Data items:

┏━━

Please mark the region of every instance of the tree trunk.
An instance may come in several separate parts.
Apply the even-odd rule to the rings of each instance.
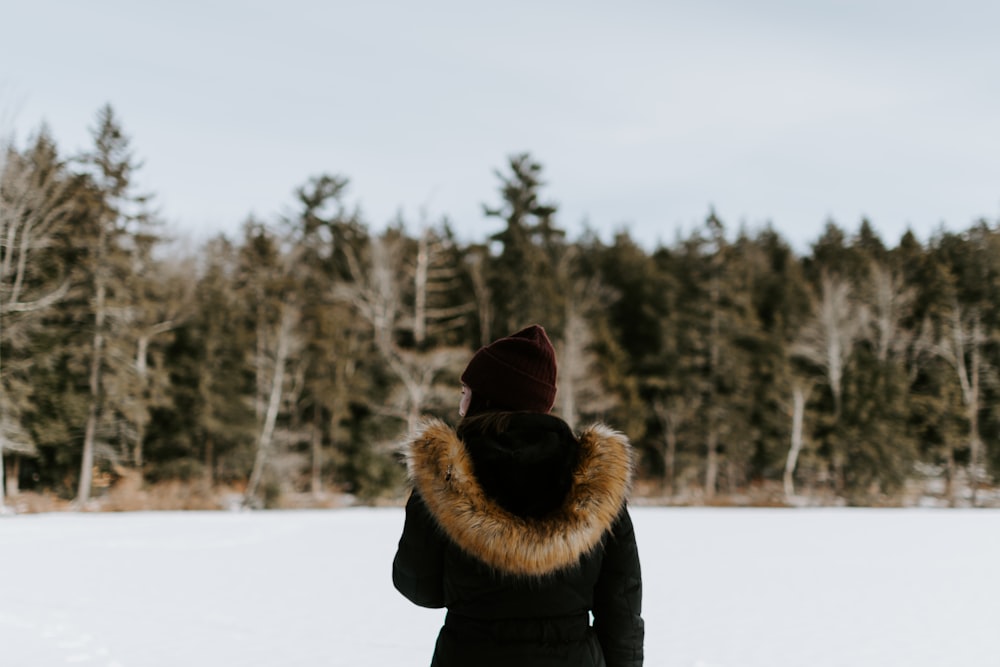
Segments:
[[[719,479],[719,432],[713,425],[708,432],[708,457],[705,463],[705,499],[715,498]]]
[[[674,495],[674,467],[677,461],[677,430],[667,425],[664,433],[663,492],[668,498]]]
[[[101,367],[104,362],[104,321],[107,317],[106,304],[107,284],[104,278],[105,268],[101,265],[105,256],[107,243],[106,224],[101,225],[98,237],[97,258],[98,267],[94,276],[94,342],[90,357],[90,405],[87,406],[87,425],[83,435],[83,456],[80,461],[80,484],[76,493],[76,505],[82,506],[90,500],[91,484],[94,479],[94,446],[97,438],[97,422],[100,419],[101,399]]]
[[[966,406],[969,419],[969,485],[972,487],[973,507],[978,504],[979,470],[982,465],[983,450],[983,440],[979,435],[979,340],[979,318],[976,318],[972,328],[972,353],[969,359],[972,377]]]
[[[323,410],[317,403],[313,406],[312,428],[312,477],[310,490],[314,497],[323,495]]]
[[[271,376],[271,391],[268,397],[267,411],[264,414],[264,423],[261,425],[260,435],[257,439],[257,455],[254,457],[250,481],[247,482],[247,490],[243,497],[244,505],[249,505],[257,496],[257,489],[264,474],[264,464],[267,460],[268,450],[270,450],[271,441],[274,439],[274,427],[278,421],[278,411],[281,408],[281,396],[285,383],[285,365],[288,362],[292,320],[291,308],[284,306],[282,308],[281,325],[278,328],[278,341],[275,346],[274,372]]]
[[[806,393],[802,387],[795,387],[792,391],[792,443],[788,450],[788,458],[785,459],[785,502],[790,503],[795,495],[795,466],[798,465],[799,453],[802,451],[802,425],[805,421]]]
[[[215,486],[215,440],[212,436],[205,438],[205,488]]]
[[[0,454],[0,459],[3,455]],[[10,465],[7,466],[6,472],[4,470],[3,464],[0,463],[0,478],[6,478],[7,486],[7,497],[16,496],[21,492],[21,457],[17,454],[11,456]],[[3,496],[0,495],[0,509],[3,509]]]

┗━━

* **WHAT IS EXPECTED**: Every record must be copied exactly, with the pictures left out.

* **ANSWER TO THE TASK**:
Please mark the region of every instance of the tree trunk.
An instance may come in several separate parts.
Apply the even-odd rule to the rings of each instance.
Segments:
[[[719,479],[719,432],[713,425],[708,432],[708,457],[705,463],[705,499],[715,498]]]
[[[674,495],[674,467],[677,461],[677,430],[667,425],[664,433],[663,492],[668,498]]]
[[[101,367],[104,362],[104,321],[107,317],[106,304],[107,284],[104,278],[105,268],[101,265],[105,256],[107,243],[106,224],[101,225],[98,237],[97,258],[98,267],[94,276],[94,342],[90,357],[90,405],[87,406],[87,425],[83,435],[83,456],[80,461],[80,484],[76,493],[76,505],[82,506],[90,500],[91,484],[94,479],[94,446],[97,438],[97,422],[100,419],[101,399]]]
[[[966,406],[969,419],[969,485],[972,487],[973,507],[978,504],[979,470],[982,465],[983,450],[983,440],[979,435],[979,340],[979,318],[976,318],[972,328],[972,353],[969,359],[972,377]]]
[[[323,410],[317,403],[313,406],[312,428],[312,477],[310,490],[314,497],[323,495]]]
[[[271,376],[271,391],[268,397],[267,411],[264,414],[264,423],[261,425],[260,435],[257,439],[257,455],[254,457],[250,481],[247,482],[247,490],[243,497],[244,505],[249,505],[257,496],[257,489],[264,474],[264,464],[267,460],[268,450],[270,450],[271,441],[274,439],[274,427],[278,421],[278,411],[281,408],[281,396],[285,383],[285,365],[288,362],[292,320],[291,308],[284,306],[282,308],[281,325],[278,328],[278,341],[275,346],[274,372]]]
[[[806,393],[802,387],[795,387],[792,391],[792,443],[788,450],[788,458],[785,459],[785,502],[790,503],[795,495],[795,466],[798,465],[799,453],[802,451],[802,425],[805,421]]]
[[[215,486],[215,440],[212,436],[205,438],[205,488]]]
[[[0,454],[0,459],[3,455]],[[10,465],[7,466],[6,472],[4,470],[3,464],[0,463],[0,478],[6,478],[7,486],[7,497],[16,496],[21,492],[21,457],[17,454],[11,456]],[[3,496],[0,495],[0,509],[3,509]]]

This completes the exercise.